Saved entries
++++++
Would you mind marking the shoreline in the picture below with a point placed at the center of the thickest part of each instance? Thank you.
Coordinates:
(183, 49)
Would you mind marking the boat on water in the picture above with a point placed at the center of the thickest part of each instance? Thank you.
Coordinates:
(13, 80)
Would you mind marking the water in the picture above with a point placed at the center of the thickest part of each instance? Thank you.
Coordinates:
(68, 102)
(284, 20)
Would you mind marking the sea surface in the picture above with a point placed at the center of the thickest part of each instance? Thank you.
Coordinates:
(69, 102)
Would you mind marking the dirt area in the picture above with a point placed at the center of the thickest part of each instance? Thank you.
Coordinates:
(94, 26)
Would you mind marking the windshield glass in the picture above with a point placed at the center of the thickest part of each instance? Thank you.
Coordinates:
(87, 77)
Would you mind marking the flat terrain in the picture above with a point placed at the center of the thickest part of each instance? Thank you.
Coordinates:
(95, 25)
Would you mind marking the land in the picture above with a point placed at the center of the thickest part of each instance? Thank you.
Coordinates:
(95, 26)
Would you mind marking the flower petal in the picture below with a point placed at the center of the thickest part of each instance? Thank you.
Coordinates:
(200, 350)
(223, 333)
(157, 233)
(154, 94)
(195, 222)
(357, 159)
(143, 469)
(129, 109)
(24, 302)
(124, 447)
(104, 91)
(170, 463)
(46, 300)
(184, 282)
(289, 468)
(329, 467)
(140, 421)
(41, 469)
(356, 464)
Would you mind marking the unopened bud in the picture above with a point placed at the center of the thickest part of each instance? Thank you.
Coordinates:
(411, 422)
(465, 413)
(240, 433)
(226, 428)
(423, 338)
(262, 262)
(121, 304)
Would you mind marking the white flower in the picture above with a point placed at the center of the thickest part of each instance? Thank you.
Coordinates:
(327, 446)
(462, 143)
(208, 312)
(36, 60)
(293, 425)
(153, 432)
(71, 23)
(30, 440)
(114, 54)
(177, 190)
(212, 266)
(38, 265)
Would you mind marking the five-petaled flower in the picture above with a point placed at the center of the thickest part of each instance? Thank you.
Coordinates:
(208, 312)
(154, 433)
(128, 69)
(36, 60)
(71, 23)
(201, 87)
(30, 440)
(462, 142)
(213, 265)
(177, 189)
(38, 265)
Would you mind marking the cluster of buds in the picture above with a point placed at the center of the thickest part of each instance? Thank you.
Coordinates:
++++++
** Aim of the task **
Could you output each line above exactly as it was given?

** Exercise answer **
Would you mind marking the shoreline in the picture below with a point placed at the center of the thickest part of each instance? Thank you.
Coordinates:
(183, 49)
Would you mind marking the boat on water in the picture above with a point placed at the center of the thickest part of each instance? Thank you.
Coordinates:
(13, 80)
Would you mind marking the water in the picture above with a point placed at the center of the thickest part of each instance? Thank you.
Coordinates:
(68, 102)
(284, 20)
Would you mind marking the sea surface in the picture above with a point placed at the center of the thickest part of each instance? Thank you.
Coordinates:
(69, 102)
Would you mind marking the dirt area in the picture above with a point placed at the center of the thickest part of each instance? Thank you.
Coordinates:
(94, 26)
Would you mind marking the windshield glass in the picture above with a point placed at the center of the thickest part of each instance? Thank you.
Coordinates:
(87, 77)
Would you mind marking the flat terrain in the picture above with a point placed at the center of the thickest part of each instance? Thank you.
Coordinates:
(95, 25)
Would you mind marking the land in the picture above with a point placed at the center of the thickest part of each instance? Thank you.
Coordinates:
(95, 26)
Would you mind marking the flower petal in the picture below with a point placed at the center of the thickest part of each instance? Thank you.
Coordinates:
(200, 350)
(223, 333)
(157, 233)
(154, 94)
(195, 222)
(357, 159)
(143, 469)
(129, 109)
(24, 302)
(124, 447)
(104, 91)
(170, 463)
(46, 300)
(184, 282)
(289, 468)
(329, 467)
(140, 421)
(41, 469)
(356, 464)
Would you mind marking the unopened bud in the picture above with a point placed at the center of the thickest part of each instance? Thank you.
Coordinates:
(411, 422)
(465, 413)
(240, 433)
(226, 428)
(423, 338)
(262, 262)
(121, 304)
Would you mind marking the white flower in the picture above with a point placed at the center of the thickest part of each instance? Thank you.
Coordinates:
(327, 446)
(462, 143)
(208, 312)
(36, 60)
(293, 425)
(153, 432)
(71, 23)
(30, 440)
(114, 54)
(177, 190)
(212, 266)
(38, 265)
Would you mind marking the five-petaled flower in the picture above with a point placed at the center of the thickest part of each instance? Thank you.
Coordinates:
(208, 312)
(154, 433)
(128, 69)
(36, 60)
(71, 23)
(201, 87)
(30, 440)
(462, 142)
(213, 265)
(177, 189)
(38, 265)
Would you mind marking the cluster of buds in the picture above with a point placed at the center of the thickest part of each instance? Thank you.
Coordinates:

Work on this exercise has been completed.